INSTRUCTIONS
(A) According to the injury mortality abstract, why might cross-national differences in injury death rates be hard to interpret? Answer in one to three sentences.
(B) Please summarize the injury mortality abstract in two sentences.
(C) Extend the abstract on injury deaths among people over 65 in New Zealand and the United States, picking up right after its last sentence.

GIVEN PASSAGE
International Comparisons of Injury Mortality in the Elderly: Issues and Differences between New Zealand and the United States

JEAN ANN LANGLOIS*, GORDON S SMITH{dagger}, SUSAN P BAKER{dagger} and JOHN D LANGLEY*

* Injury Prevention Research Unit, Department of Preventive and Social Medicine, University of Otago Dunedin, New Zealand
{dagger} Injury Prevention Center, Johns Hopkins University School of Hygiene and Public Health Baltimore, MD. USA

Reprint requests to: Jean Ann Langlois, Epidemiology, Demography, and Biometry Program, National Institute on Aging, Gateway Building 3C-309, Bethesda, MD 20892, USA

Background. International comparisons of mortality rates for injury, as for other conditions, can suggest priorities for further research and intervention. However, variability in the assignment of underlying cause, especially among the elderly, may lead to difficulty in interpreting cross-national differences in death rates. Despite similarities between the two countries, the injury death rate for ages >65 in New Zealand is substantially higher than the United States rate. The objective of this study was to investigate possible reasons for this difference

Methods. We used data not previously reported for New Zealand to calculate the cause-specific injury death rates for ages >65, compared them with US rates, and examined other injury rates that could help explain the observed difference.

MATERIAL SUPPLIED

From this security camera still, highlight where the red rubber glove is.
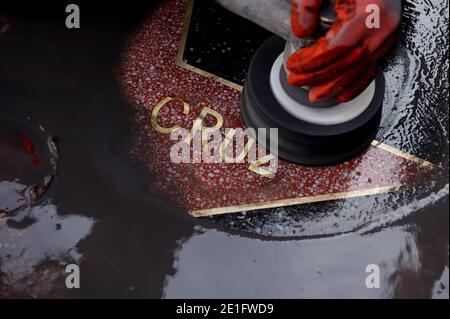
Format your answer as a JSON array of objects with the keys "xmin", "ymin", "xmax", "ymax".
[{"xmin": 287, "ymin": 0, "xmax": 401, "ymax": 102}]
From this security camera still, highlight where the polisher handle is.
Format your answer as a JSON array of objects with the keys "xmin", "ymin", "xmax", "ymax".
[{"xmin": 216, "ymin": 0, "xmax": 336, "ymax": 41}]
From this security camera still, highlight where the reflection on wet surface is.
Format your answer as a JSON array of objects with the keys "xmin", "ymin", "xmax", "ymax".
[{"xmin": 0, "ymin": 0, "xmax": 449, "ymax": 298}]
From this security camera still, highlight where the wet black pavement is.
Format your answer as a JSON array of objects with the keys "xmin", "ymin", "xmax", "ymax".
[{"xmin": 0, "ymin": 0, "xmax": 449, "ymax": 298}]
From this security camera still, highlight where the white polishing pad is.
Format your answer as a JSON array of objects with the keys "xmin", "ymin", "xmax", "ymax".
[{"xmin": 270, "ymin": 54, "xmax": 375, "ymax": 125}]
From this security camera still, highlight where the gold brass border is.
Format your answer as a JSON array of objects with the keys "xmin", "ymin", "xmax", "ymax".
[
  {"xmin": 190, "ymin": 186, "xmax": 396, "ymax": 217},
  {"xmin": 176, "ymin": 0, "xmax": 437, "ymax": 217}
]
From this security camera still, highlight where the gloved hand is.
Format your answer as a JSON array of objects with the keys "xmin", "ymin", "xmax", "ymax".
[{"xmin": 287, "ymin": 0, "xmax": 401, "ymax": 103}]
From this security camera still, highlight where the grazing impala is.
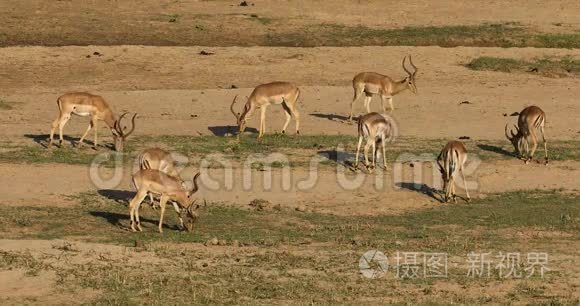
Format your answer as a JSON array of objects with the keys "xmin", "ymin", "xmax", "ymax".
[
  {"xmin": 348, "ymin": 55, "xmax": 418, "ymax": 121},
  {"xmin": 48, "ymin": 92, "xmax": 137, "ymax": 151},
  {"xmin": 505, "ymin": 105, "xmax": 548, "ymax": 164},
  {"xmin": 129, "ymin": 169, "xmax": 200, "ymax": 233},
  {"xmin": 138, "ymin": 148, "xmax": 179, "ymax": 208},
  {"xmin": 354, "ymin": 113, "xmax": 395, "ymax": 170},
  {"xmin": 437, "ymin": 140, "xmax": 471, "ymax": 203},
  {"xmin": 230, "ymin": 82, "xmax": 300, "ymax": 138}
]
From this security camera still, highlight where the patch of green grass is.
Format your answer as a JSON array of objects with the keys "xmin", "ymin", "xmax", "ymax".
[
  {"xmin": 0, "ymin": 191, "xmax": 580, "ymax": 304},
  {"xmin": 465, "ymin": 56, "xmax": 580, "ymax": 76},
  {"xmin": 0, "ymin": 134, "xmax": 580, "ymax": 168},
  {"xmin": 0, "ymin": 146, "xmax": 125, "ymax": 167},
  {"xmin": 0, "ymin": 191, "xmax": 580, "ymax": 253},
  {"xmin": 250, "ymin": 14, "xmax": 274, "ymax": 25},
  {"xmin": 266, "ymin": 23, "xmax": 580, "ymax": 48}
]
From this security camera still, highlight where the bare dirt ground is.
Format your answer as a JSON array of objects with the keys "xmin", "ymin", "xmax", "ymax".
[
  {"xmin": 0, "ymin": 161, "xmax": 580, "ymax": 216},
  {"xmin": 0, "ymin": 0, "xmax": 580, "ymax": 304},
  {"xmin": 0, "ymin": 0, "xmax": 580, "ymax": 46},
  {"xmin": 0, "ymin": 47, "xmax": 580, "ymax": 141}
]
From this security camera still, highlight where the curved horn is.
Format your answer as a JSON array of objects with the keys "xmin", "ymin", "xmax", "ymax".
[
  {"xmin": 119, "ymin": 113, "xmax": 137, "ymax": 138},
  {"xmin": 115, "ymin": 112, "xmax": 127, "ymax": 137},
  {"xmin": 409, "ymin": 55, "xmax": 419, "ymax": 75},
  {"xmin": 187, "ymin": 199, "xmax": 197, "ymax": 215},
  {"xmin": 402, "ymin": 56, "xmax": 413, "ymax": 76},
  {"xmin": 505, "ymin": 123, "xmax": 513, "ymax": 141},
  {"xmin": 189, "ymin": 172, "xmax": 201, "ymax": 195},
  {"xmin": 510, "ymin": 124, "xmax": 520, "ymax": 137},
  {"xmin": 230, "ymin": 95, "xmax": 240, "ymax": 120}
]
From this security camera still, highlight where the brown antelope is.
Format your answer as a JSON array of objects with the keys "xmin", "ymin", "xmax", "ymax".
[
  {"xmin": 354, "ymin": 113, "xmax": 395, "ymax": 170},
  {"xmin": 48, "ymin": 92, "xmax": 137, "ymax": 152},
  {"xmin": 138, "ymin": 148, "xmax": 179, "ymax": 208},
  {"xmin": 129, "ymin": 169, "xmax": 200, "ymax": 233},
  {"xmin": 230, "ymin": 82, "xmax": 300, "ymax": 138},
  {"xmin": 348, "ymin": 55, "xmax": 418, "ymax": 121},
  {"xmin": 505, "ymin": 105, "xmax": 548, "ymax": 164},
  {"xmin": 437, "ymin": 140, "xmax": 471, "ymax": 203}
]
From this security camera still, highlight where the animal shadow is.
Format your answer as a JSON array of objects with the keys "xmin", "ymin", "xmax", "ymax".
[
  {"xmin": 317, "ymin": 150, "xmax": 354, "ymax": 168},
  {"xmin": 97, "ymin": 189, "xmax": 136, "ymax": 205},
  {"xmin": 477, "ymin": 144, "xmax": 515, "ymax": 157},
  {"xmin": 207, "ymin": 125, "xmax": 258, "ymax": 136},
  {"xmin": 310, "ymin": 113, "xmax": 357, "ymax": 122},
  {"xmin": 396, "ymin": 182, "xmax": 444, "ymax": 203},
  {"xmin": 89, "ymin": 211, "xmax": 167, "ymax": 230},
  {"xmin": 24, "ymin": 134, "xmax": 115, "ymax": 150}
]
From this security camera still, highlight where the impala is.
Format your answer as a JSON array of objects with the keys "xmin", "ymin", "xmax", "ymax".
[
  {"xmin": 48, "ymin": 92, "xmax": 137, "ymax": 151},
  {"xmin": 354, "ymin": 113, "xmax": 395, "ymax": 170},
  {"xmin": 129, "ymin": 169, "xmax": 200, "ymax": 233},
  {"xmin": 505, "ymin": 105, "xmax": 548, "ymax": 164},
  {"xmin": 348, "ymin": 55, "xmax": 418, "ymax": 121},
  {"xmin": 138, "ymin": 148, "xmax": 179, "ymax": 208},
  {"xmin": 230, "ymin": 82, "xmax": 300, "ymax": 138},
  {"xmin": 437, "ymin": 140, "xmax": 471, "ymax": 203}
]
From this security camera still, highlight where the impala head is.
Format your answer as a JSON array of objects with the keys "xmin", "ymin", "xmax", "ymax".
[
  {"xmin": 111, "ymin": 113, "xmax": 137, "ymax": 152},
  {"xmin": 505, "ymin": 124, "xmax": 523, "ymax": 155},
  {"xmin": 181, "ymin": 173, "xmax": 201, "ymax": 232},
  {"xmin": 403, "ymin": 55, "xmax": 418, "ymax": 94},
  {"xmin": 230, "ymin": 96, "xmax": 250, "ymax": 135}
]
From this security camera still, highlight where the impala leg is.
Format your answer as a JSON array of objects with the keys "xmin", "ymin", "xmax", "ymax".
[
  {"xmin": 348, "ymin": 87, "xmax": 364, "ymax": 121},
  {"xmin": 171, "ymin": 201, "xmax": 185, "ymax": 229},
  {"xmin": 258, "ymin": 105, "xmax": 268, "ymax": 138},
  {"xmin": 282, "ymin": 109, "xmax": 292, "ymax": 134},
  {"xmin": 461, "ymin": 166, "xmax": 471, "ymax": 202},
  {"xmin": 135, "ymin": 202, "xmax": 143, "ymax": 232},
  {"xmin": 381, "ymin": 95, "xmax": 387, "ymax": 113},
  {"xmin": 93, "ymin": 119, "xmax": 99, "ymax": 149},
  {"xmin": 48, "ymin": 115, "xmax": 61, "ymax": 148},
  {"xmin": 58, "ymin": 115, "xmax": 70, "ymax": 146},
  {"xmin": 365, "ymin": 95, "xmax": 373, "ymax": 114},
  {"xmin": 149, "ymin": 192, "xmax": 157, "ymax": 210},
  {"xmin": 159, "ymin": 195, "xmax": 169, "ymax": 233},
  {"xmin": 372, "ymin": 140, "xmax": 377, "ymax": 168},
  {"xmin": 530, "ymin": 133, "xmax": 538, "ymax": 164},
  {"xmin": 354, "ymin": 136, "xmax": 363, "ymax": 169},
  {"xmin": 364, "ymin": 137, "xmax": 372, "ymax": 169},
  {"xmin": 524, "ymin": 136, "xmax": 530, "ymax": 164},
  {"xmin": 290, "ymin": 102, "xmax": 300, "ymax": 135},
  {"xmin": 381, "ymin": 137, "xmax": 387, "ymax": 170},
  {"xmin": 451, "ymin": 176, "xmax": 457, "ymax": 203},
  {"xmin": 79, "ymin": 119, "xmax": 96, "ymax": 147},
  {"xmin": 540, "ymin": 126, "xmax": 548, "ymax": 164},
  {"xmin": 387, "ymin": 96, "xmax": 395, "ymax": 113},
  {"xmin": 129, "ymin": 190, "xmax": 147, "ymax": 232}
]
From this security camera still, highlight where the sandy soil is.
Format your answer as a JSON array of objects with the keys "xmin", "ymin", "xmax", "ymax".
[
  {"xmin": 0, "ymin": 160, "xmax": 580, "ymax": 215},
  {"xmin": 0, "ymin": 0, "xmax": 580, "ymax": 304},
  {"xmin": 0, "ymin": 47, "xmax": 580, "ymax": 141},
  {"xmin": 0, "ymin": 0, "xmax": 580, "ymax": 46}
]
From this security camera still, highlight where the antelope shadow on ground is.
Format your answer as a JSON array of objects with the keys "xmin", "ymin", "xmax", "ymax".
[
  {"xmin": 207, "ymin": 125, "xmax": 258, "ymax": 136},
  {"xmin": 395, "ymin": 182, "xmax": 444, "ymax": 203},
  {"xmin": 477, "ymin": 144, "xmax": 515, "ymax": 157}
]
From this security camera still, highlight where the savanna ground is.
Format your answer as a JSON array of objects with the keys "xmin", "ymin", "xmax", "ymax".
[{"xmin": 0, "ymin": 0, "xmax": 580, "ymax": 304}]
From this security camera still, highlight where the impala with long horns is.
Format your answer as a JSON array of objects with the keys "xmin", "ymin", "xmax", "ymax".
[
  {"xmin": 505, "ymin": 105, "xmax": 548, "ymax": 164},
  {"xmin": 354, "ymin": 113, "xmax": 395, "ymax": 172},
  {"xmin": 348, "ymin": 55, "xmax": 418, "ymax": 121},
  {"xmin": 129, "ymin": 169, "xmax": 200, "ymax": 233},
  {"xmin": 137, "ymin": 148, "xmax": 183, "ymax": 208},
  {"xmin": 48, "ymin": 92, "xmax": 137, "ymax": 151},
  {"xmin": 230, "ymin": 82, "xmax": 300, "ymax": 138},
  {"xmin": 437, "ymin": 140, "xmax": 471, "ymax": 203}
]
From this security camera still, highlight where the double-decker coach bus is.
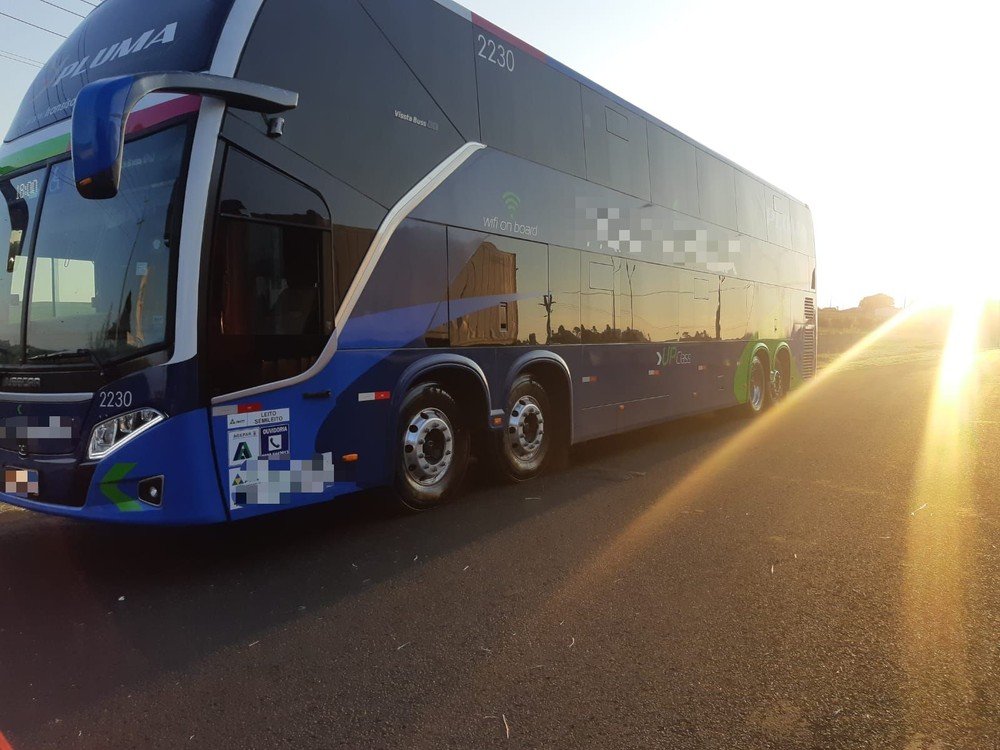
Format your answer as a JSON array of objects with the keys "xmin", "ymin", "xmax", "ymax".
[{"xmin": 0, "ymin": 0, "xmax": 816, "ymax": 524}]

YOUR RESPONSES
(A) Interpreting cross-national differences in injury death rates may be difficult because the assignment of the underlying cause of death varies. This variability is especially marked among the elderly.

(B) Despite similarities between the two countries, New Zealand's injury death rate for people over 65 is substantially higher than the United States rate, and the study set out to investigate possible reasons for this difference. Using New Zealand data not previously reported, the authors calculated cause-specific injury death rates for ages over 65, compared them with US rates, and examined other injury rates that could help explain the difference.

(C)
Results. The New Zealand death rate from falls for ages >65 was nearly three times the US rate (92 versus 32 per 100 000), causing the death rate for all injuries in this age group to be 34% higher in New Zealand (153 versus 114 per 100 000). However, hospitalization rates for both falls and hip fractures are similar for the two countries.

Conclusions. The substantially higher fall injury death rates for older New Zealanders are not fully explained by differences in the incidence of falls resulting in injury nor the case fatality rate for fall-related injury. US injury death rates based on underlying cause of death might be similar to New Zealand rates, and thus substantially higher, if subjected to comparable procedures for the completion and coding of death certificates. As in studies of other conditions, international comparisons of injury death rates based on underlying cause, especially in studies of the elderly, must consider variation between countries in death certification and coding practices.